>> begin

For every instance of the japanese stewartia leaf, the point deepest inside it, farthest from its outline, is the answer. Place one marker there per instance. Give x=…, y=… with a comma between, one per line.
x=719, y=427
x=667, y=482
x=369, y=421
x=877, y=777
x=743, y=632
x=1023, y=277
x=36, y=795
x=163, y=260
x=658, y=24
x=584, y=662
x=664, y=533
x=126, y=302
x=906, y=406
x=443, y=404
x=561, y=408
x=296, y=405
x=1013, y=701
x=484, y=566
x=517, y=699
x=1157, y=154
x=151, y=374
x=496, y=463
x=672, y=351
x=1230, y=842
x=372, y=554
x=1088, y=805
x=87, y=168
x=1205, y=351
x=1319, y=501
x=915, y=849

>> end

▶ What you should do
Rewrite every line of the listing above as a numbered list, dropping any blank lines.

▶ Response
1. For every instance of the japanese stewartia leaf, the point deepest inside it, farthest from its outline, is the answer. Place one marker there per instance. Give x=…, y=… with a comma between, one per line.
2. x=719, y=427
3. x=667, y=482
4. x=369, y=421
5. x=877, y=777
6. x=743, y=632
7. x=1023, y=277
8. x=36, y=795
9. x=163, y=260
10. x=658, y=24
11. x=584, y=662
12. x=664, y=533
13. x=126, y=302
14. x=906, y=406
15. x=443, y=404
16. x=561, y=408
17. x=296, y=405
18. x=1013, y=701
19. x=484, y=566
20. x=517, y=699
21. x=1157, y=154
22. x=151, y=374
23. x=496, y=463
24. x=672, y=351
25. x=1230, y=842
26. x=372, y=554
27. x=1088, y=805
28. x=87, y=168
29. x=1205, y=351
30. x=1319, y=501
31. x=915, y=849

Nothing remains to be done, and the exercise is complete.